▶ Passage to read:
# # # #

Bold lake region economic plan could be more innovative

What you need to know:

  • The blueprint identifies seven flagship areas that are in turn merged into three sectors namely productive sectors, enabling sectors and social sectors.
  • Just because sugarcane forms the largest industrial crop in the region doesn't mean that it also forms the main gateway for value addition and income growth.
  • Given that the region also forms Kenya’s borders to both Tanzania and Uganda, the commodities market has great potential in a regional bulking centre.

A professional colleague handed me the Lake Region Economic Blueprint, developed on behalf of some counties by a business advisory firm with support from the Ford Foundation.

It represents the quest by counties situated close to Lake Victoria to foster growth and improve the welfare of the people resident in these counties. Towards the end of its preparation, Kericho, Bomet and Trans Nzoia applied to join the initial ten comprising Busia, Bungoma, Homa Bay, Kakamega, Kisii, Kericho, Kisumu, Migori, Nyamira, Siaya and Vihiga.

While I am a sceptic of documents and master plans purporting to direct economic and social development, I find this quest laudable for many political and economic reasons, primarily because these 10+3 county governments have initiated a development process independent of the national government.

While the plan wisely cites the intention align itself to prescriptions of Vision 2030, it also signals that county governments, whether alone or corporately, have ideas that they wish to implement independently.

This suggests that the wheels of the devolution train are moving ahead and are unstoppable even if the train can be momentarily delayed at some stations.

While these plans will not all be a success, failure is an experience that central government has had in abundance, the record of which requires modesty on its part.

Contained in the blueprint are interesting insights and connections that inspire and others that repeat clichés of development thinking in Kenya. The blueprint identifies seven flagship areas that are in turn merged into three sectors namely productive sectors, enabling sectors and social sectors.

Agriculture and tourism are fronted as the productive sectors in which the 10+3 counties will drive growth and improve livelihoods. It is difficult to argue against the idea that there is need to provide incentives for investments in tourism in the region.

# # # #

▶ Records supplied:
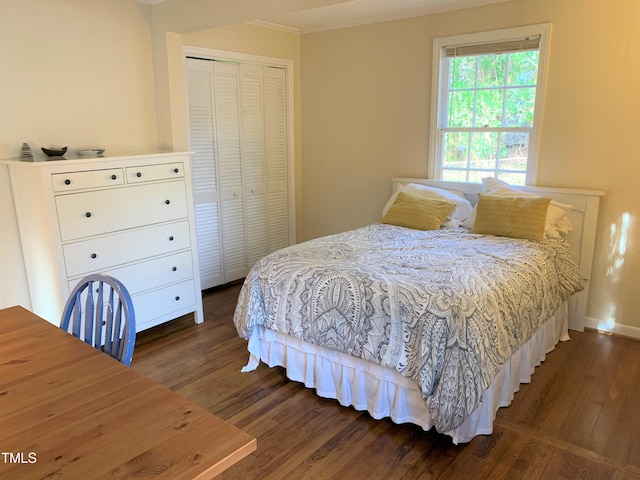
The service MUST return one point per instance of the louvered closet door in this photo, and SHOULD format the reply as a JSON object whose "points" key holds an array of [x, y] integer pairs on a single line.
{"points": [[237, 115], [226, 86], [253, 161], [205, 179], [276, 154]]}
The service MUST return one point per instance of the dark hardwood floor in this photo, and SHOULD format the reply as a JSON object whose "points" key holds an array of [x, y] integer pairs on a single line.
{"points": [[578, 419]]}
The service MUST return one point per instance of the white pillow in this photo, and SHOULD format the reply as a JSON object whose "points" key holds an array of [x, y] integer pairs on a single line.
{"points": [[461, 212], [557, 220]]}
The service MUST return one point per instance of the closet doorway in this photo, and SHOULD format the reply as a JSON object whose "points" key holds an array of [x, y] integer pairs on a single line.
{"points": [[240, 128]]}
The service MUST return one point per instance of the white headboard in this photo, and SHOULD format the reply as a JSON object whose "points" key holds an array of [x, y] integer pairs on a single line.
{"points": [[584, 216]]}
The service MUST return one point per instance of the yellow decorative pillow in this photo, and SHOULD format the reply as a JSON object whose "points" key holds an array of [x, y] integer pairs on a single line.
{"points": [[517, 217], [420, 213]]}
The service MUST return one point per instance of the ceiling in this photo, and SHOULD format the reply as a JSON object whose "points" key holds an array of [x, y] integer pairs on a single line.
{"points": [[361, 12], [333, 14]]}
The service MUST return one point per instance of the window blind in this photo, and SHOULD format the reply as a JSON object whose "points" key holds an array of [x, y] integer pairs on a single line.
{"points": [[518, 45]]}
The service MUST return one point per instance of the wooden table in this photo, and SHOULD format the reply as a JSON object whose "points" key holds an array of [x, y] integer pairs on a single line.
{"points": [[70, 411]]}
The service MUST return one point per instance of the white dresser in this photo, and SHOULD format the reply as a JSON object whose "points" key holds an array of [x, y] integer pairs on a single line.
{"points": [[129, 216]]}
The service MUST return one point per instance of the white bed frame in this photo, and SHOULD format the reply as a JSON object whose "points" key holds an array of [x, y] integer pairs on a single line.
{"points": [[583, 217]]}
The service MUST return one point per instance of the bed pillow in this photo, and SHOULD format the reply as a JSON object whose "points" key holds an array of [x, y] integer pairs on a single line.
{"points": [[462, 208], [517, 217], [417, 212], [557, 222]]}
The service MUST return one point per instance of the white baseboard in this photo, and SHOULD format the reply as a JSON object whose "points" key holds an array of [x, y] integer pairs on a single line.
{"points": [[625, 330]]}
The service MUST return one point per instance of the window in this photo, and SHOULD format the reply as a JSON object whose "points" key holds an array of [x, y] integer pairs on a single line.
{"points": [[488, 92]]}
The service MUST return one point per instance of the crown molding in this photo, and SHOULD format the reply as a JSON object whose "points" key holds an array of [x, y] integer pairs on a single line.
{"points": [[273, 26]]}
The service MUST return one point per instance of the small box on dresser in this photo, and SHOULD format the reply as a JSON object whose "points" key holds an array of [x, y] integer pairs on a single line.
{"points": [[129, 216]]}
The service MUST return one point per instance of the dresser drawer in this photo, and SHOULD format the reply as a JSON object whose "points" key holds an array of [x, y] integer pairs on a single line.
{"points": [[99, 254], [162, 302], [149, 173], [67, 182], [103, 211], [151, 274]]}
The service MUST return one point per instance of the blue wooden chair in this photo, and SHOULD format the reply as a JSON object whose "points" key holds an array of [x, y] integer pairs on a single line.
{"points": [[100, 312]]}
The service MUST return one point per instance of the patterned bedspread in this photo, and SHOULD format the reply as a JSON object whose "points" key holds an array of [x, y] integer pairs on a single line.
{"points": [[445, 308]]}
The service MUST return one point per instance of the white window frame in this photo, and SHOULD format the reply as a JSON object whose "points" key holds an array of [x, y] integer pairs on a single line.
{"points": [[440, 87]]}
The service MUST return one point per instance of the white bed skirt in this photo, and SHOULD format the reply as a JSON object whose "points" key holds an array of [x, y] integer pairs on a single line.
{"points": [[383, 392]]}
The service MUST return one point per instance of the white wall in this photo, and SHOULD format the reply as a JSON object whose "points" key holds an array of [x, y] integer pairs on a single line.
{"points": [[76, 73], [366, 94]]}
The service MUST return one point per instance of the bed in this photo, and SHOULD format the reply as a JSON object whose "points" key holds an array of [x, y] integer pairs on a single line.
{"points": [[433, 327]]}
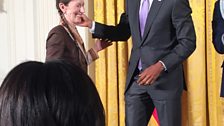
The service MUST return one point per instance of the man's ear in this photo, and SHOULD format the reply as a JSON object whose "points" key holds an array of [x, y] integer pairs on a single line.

# # # #

▶ Requirement 1: In the article on the Lake Region Economic Blueprint, which two sectors are put forward as the productive sectors?
▶ Requirement 2: Write the next few paragraphs of the article on the Lake Region Economic Blueprint, starting after its final sentence.
The records are separate from the article on the Lake Region Economic Blueprint and have no connection to it.

▶ Result 1: Agriculture and tourism.

▶ Result 2:
Coming to the proposals on agriculture, it is unclear whether a sufficiently critical lens was applied to the analysis, because the blueprint maintains the false dichotomy between food crops and cash crops.

A grand plan ought not to reiterate this false dichotomy because food products are also amenable to exchange for cash provided surpluses are generated. The implication is that the errors of agricultural policy analysis at the national level have informed this plan.

LOOK AGAIN AT SUGARCANE

This is a material finding because from this false dichotomy comes emphasis on intensifying production of cotton and sugarcane. For sugarcane, this is a curious proposal because the plan states that of the 10 counties in the plan, Kakamega County has the highest poverty head count and is also the site of highest sugar production.

Just because sugarcane forms the largest industrial crop in the region doesn't mean that it also forms the main gateway for value addition and income growth.

Indeed, poverty levels in the regions most dependent on sugarcane growing suggest that the people of these counties are locked in a crop that correlates highly with poverty.

A bolder plan consistent with the objectives of welfare enhancement ought to have cautioned on its continued production, if not suggested the abandonment of the crop altogether.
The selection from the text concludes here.